_Passage provided_
-*-

# Please be careful in your shop



## Marnat3 (Jun 3, 2016)

Ok , so this is the first time since the 16th of May I have been able to sit and type this out.
Here's the story...
While waiting for dinner to cook I decided to rough out a bowl, about 8" across and 3" thick. Measured center and mounted it with a 4 prong drive and live center. 
Spinning to speed went well until it started to vibrate. 
Here comes the fun part, 
as I reach to turn off the lathe, the bowl blank lets loose hitting me on the left cheek bone causing a level 3 LaFort fracture across to the other(right) cheek bone, breaking my upper jaw and moving 3 teeth on the left upper side in. 
So last Wed I had 2 plates put in my face and having my eye sockets put back in place and pinned. My jaw has been wired shut for just over a week now. teeth still out of wack. Tomorrow I might be able to have motion in my jaw back but still eating through a straw.
So ,everyone PLEASE, PLEASE be careful when getting thins up to speed and when ever something doesnt seem right, Make sure you are not in harms way. 
I got hit because I was standing in front of the lathe on the opposite side of the on/off switch and reached across to turn it off when it let go.


----------



## jttheclockman (Jun 3, 2016)

Hate to ask where was your face shield???


----------



## Marnat3 (Jun 3, 2016)

Had not put it on yet. Was in my hand.
Doctor said if I had been wearing the safety glasses I usually wear I would have most likely lost my eye.


----------



## Jack Parker (Jun 3, 2016)

Hate to hear that but glad it wasn't any worse than it was. Here's to a speedy recovery.


----------



## Herb G (Jun 3, 2016)

Get well soon man. Whew!

-*-

Point placement records:
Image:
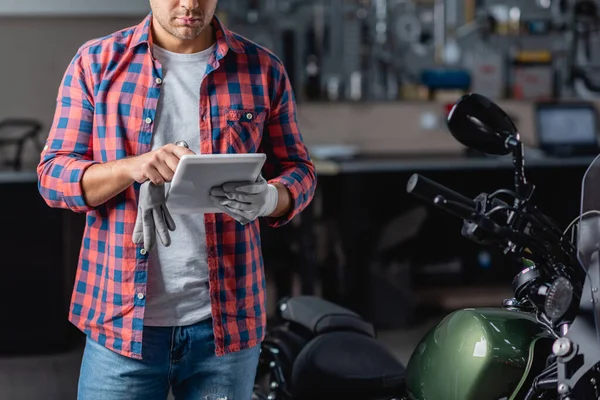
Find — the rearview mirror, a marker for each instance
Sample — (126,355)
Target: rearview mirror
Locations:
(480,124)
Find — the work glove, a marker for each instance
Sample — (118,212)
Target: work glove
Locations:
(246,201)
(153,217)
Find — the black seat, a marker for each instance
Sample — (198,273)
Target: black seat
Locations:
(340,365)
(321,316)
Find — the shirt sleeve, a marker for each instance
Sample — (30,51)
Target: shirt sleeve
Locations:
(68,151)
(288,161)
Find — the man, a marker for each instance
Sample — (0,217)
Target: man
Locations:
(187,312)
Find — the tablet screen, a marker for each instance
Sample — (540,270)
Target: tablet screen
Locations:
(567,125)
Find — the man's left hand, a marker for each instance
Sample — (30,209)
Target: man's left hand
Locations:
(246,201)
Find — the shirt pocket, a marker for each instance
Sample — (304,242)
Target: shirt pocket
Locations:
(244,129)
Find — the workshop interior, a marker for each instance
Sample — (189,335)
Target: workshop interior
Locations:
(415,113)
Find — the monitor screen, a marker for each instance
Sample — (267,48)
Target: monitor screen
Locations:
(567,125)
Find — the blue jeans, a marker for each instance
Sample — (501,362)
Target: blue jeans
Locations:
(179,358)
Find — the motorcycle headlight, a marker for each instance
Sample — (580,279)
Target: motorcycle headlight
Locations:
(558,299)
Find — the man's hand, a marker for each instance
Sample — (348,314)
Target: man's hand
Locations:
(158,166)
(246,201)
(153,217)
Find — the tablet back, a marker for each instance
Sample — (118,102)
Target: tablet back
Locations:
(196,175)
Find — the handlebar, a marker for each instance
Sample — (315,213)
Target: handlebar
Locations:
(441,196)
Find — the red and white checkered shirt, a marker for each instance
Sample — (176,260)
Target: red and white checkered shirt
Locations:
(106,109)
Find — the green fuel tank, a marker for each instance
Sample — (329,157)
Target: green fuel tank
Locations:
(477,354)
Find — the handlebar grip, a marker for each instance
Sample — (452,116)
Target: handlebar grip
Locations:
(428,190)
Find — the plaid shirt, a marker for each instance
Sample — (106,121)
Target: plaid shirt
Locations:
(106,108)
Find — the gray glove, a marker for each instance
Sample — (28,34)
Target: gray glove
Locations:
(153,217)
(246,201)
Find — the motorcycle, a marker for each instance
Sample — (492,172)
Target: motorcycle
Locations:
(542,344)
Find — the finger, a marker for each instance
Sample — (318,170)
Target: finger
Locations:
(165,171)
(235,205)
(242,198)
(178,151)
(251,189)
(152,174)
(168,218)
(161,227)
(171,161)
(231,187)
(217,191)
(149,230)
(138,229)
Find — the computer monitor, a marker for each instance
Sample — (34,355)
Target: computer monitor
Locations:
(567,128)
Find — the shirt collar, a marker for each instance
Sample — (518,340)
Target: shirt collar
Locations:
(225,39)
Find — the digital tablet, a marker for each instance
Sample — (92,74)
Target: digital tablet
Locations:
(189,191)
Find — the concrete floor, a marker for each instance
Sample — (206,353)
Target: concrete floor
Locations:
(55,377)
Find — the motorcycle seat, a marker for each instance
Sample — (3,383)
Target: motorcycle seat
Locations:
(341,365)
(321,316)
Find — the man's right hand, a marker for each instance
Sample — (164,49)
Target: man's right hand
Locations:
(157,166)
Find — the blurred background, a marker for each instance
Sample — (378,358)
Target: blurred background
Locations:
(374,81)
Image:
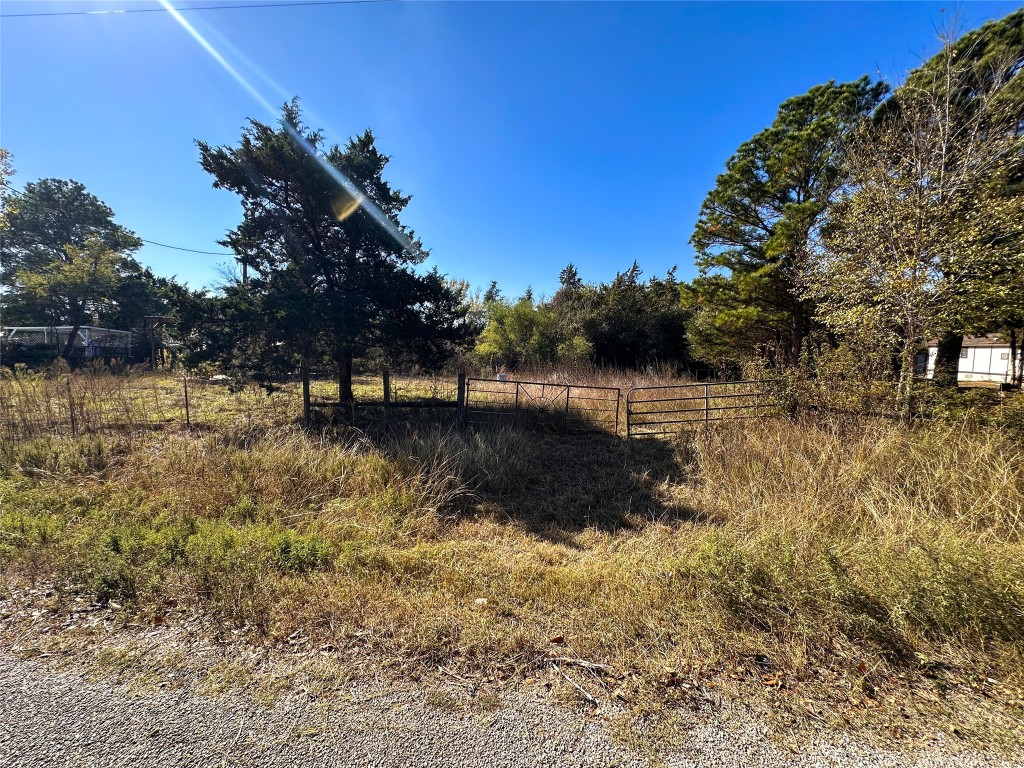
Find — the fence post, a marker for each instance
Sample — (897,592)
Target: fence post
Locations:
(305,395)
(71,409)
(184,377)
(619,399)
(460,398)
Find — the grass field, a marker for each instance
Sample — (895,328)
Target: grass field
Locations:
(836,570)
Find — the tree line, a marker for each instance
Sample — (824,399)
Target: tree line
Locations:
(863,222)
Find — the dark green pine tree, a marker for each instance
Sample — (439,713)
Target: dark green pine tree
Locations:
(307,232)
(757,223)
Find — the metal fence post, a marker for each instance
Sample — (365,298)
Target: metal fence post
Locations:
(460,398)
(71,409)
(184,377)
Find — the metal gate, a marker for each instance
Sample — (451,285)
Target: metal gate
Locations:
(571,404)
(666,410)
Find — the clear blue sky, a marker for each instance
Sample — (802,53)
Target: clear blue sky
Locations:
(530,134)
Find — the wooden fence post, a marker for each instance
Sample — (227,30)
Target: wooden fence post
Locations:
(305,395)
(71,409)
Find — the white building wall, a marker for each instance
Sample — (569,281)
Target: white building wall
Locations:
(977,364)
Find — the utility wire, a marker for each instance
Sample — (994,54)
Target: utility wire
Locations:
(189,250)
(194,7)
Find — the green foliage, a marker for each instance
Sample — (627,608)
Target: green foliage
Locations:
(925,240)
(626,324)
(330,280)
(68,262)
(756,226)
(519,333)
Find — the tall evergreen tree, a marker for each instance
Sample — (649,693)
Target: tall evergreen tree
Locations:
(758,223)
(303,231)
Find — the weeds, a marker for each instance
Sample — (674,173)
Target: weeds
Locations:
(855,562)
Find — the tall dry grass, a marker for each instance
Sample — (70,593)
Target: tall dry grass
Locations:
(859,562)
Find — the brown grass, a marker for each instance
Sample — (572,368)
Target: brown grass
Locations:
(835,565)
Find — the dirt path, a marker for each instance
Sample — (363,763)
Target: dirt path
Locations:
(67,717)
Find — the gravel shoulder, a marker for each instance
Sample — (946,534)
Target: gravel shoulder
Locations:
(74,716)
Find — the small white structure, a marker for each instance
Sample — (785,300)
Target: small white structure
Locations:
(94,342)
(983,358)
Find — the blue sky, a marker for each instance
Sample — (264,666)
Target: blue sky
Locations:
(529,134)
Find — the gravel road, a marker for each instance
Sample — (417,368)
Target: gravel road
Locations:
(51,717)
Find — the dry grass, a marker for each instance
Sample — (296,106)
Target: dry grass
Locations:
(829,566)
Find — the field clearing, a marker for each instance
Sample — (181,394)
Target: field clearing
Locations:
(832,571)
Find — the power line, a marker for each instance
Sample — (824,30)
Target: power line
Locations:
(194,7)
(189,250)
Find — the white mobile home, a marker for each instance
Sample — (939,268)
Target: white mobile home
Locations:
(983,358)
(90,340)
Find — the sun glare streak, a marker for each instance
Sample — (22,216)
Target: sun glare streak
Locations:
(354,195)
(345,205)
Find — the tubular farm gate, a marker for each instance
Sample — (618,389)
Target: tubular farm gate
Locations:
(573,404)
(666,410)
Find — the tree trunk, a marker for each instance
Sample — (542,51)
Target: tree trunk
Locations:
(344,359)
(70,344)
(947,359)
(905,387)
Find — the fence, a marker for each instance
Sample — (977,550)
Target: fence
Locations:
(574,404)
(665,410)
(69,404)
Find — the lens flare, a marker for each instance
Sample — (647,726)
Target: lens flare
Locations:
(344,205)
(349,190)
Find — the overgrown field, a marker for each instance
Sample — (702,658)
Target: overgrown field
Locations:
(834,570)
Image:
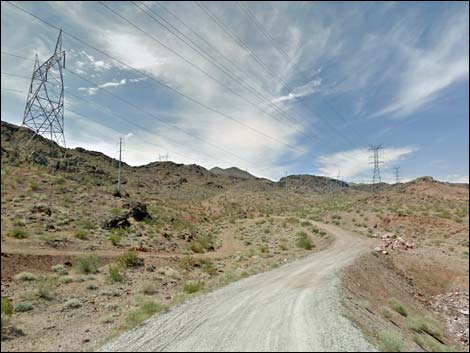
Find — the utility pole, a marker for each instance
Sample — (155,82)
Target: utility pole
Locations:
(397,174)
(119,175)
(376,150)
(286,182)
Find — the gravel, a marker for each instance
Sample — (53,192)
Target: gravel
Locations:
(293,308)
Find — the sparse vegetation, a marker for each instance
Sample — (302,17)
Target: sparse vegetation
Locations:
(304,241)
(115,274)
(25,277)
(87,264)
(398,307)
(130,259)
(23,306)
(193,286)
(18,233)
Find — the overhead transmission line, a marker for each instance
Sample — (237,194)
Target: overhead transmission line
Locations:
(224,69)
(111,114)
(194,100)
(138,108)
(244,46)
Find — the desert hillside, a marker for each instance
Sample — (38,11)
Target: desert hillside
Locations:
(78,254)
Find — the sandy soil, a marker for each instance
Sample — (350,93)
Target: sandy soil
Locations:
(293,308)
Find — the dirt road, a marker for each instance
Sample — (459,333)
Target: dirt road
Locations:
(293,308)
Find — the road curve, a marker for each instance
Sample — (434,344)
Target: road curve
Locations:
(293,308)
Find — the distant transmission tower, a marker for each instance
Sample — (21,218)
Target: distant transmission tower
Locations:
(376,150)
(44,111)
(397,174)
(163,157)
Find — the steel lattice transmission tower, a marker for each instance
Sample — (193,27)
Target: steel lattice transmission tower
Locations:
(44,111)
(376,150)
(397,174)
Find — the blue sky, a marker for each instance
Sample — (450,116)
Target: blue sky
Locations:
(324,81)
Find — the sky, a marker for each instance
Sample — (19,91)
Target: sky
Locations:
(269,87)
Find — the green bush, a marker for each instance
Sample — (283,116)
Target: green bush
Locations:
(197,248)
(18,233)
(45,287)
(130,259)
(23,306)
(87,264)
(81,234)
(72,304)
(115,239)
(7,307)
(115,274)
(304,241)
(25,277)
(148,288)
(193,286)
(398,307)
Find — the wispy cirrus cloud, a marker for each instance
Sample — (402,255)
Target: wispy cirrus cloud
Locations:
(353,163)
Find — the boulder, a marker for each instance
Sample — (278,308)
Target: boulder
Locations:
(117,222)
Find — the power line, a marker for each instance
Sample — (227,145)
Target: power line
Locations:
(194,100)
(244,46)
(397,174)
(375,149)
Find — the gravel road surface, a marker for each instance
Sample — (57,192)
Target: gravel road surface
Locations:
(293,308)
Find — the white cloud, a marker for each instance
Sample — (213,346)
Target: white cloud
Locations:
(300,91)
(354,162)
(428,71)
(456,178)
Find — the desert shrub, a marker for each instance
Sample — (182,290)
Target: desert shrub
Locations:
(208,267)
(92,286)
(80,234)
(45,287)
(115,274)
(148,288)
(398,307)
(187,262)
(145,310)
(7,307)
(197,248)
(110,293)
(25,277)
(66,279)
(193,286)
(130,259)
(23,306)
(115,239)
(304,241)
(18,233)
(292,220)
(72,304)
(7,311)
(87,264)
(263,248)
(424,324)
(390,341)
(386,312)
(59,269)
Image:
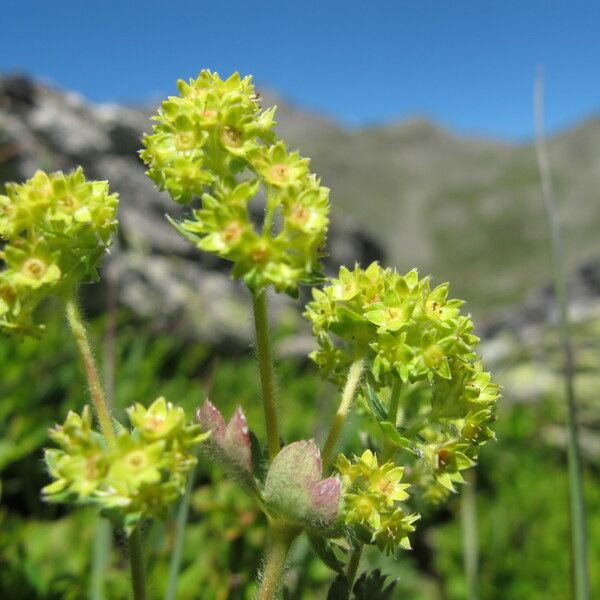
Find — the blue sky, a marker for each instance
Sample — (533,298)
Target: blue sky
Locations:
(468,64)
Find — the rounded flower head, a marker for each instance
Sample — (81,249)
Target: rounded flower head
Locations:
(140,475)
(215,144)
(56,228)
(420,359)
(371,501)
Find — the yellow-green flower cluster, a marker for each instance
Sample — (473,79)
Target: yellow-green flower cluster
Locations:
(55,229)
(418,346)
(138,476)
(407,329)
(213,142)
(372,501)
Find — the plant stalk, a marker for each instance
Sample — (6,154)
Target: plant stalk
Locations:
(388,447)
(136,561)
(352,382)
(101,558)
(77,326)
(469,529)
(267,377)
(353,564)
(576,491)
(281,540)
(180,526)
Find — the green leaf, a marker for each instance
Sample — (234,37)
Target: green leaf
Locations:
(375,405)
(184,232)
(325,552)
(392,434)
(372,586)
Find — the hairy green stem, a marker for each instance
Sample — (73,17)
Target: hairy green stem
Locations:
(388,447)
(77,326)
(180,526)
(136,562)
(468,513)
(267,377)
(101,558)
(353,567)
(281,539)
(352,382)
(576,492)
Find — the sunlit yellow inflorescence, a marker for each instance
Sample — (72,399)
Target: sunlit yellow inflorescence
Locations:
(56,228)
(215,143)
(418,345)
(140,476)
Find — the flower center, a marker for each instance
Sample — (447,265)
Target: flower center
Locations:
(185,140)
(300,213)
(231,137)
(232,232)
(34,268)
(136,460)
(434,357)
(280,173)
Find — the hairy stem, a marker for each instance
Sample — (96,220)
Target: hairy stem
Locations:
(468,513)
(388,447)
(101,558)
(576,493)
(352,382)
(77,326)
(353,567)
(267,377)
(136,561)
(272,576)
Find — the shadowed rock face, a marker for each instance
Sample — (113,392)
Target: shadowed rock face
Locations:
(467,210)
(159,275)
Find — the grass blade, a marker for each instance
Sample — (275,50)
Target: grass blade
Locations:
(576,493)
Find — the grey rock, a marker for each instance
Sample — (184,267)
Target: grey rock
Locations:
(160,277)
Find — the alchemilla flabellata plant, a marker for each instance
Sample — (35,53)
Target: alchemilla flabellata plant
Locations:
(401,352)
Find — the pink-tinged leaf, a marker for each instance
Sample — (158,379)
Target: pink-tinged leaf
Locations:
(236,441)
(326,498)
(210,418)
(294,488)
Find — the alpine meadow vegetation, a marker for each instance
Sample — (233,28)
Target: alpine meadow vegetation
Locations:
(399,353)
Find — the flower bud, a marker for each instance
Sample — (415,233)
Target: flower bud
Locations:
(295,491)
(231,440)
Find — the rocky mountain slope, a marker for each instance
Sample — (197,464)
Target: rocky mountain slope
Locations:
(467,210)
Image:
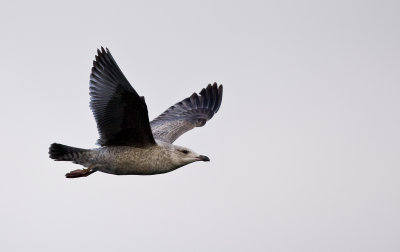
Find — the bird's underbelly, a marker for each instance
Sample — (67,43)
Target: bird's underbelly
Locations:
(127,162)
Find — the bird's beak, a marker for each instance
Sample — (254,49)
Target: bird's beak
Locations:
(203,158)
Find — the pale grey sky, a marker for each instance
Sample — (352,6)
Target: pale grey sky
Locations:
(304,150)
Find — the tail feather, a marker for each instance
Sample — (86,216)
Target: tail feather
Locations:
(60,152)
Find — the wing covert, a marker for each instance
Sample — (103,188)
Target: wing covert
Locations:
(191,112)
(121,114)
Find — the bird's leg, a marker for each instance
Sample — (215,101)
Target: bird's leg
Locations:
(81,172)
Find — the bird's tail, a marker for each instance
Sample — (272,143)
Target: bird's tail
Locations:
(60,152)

-*-

_Direction 1_
Repeat a stretch of the lathe safety thread, beginning at the words "# Please be" and stopping after "Here's the story...".
_Direction 2_
In the lathe safety thread, where was Marnat3's face shield when the bowl blank let loose?
The lines aren't needed for anything here.

_Exercise solution 1_
# Please be careful in your shop



## Marnat3 (Jun 3, 2016)

Ok , so this is the first time since the 16th of May I have been able to sit and type this out.
Here's the story...

_Exercise solution 2_
It was in Marnat3's hand, not yet put on.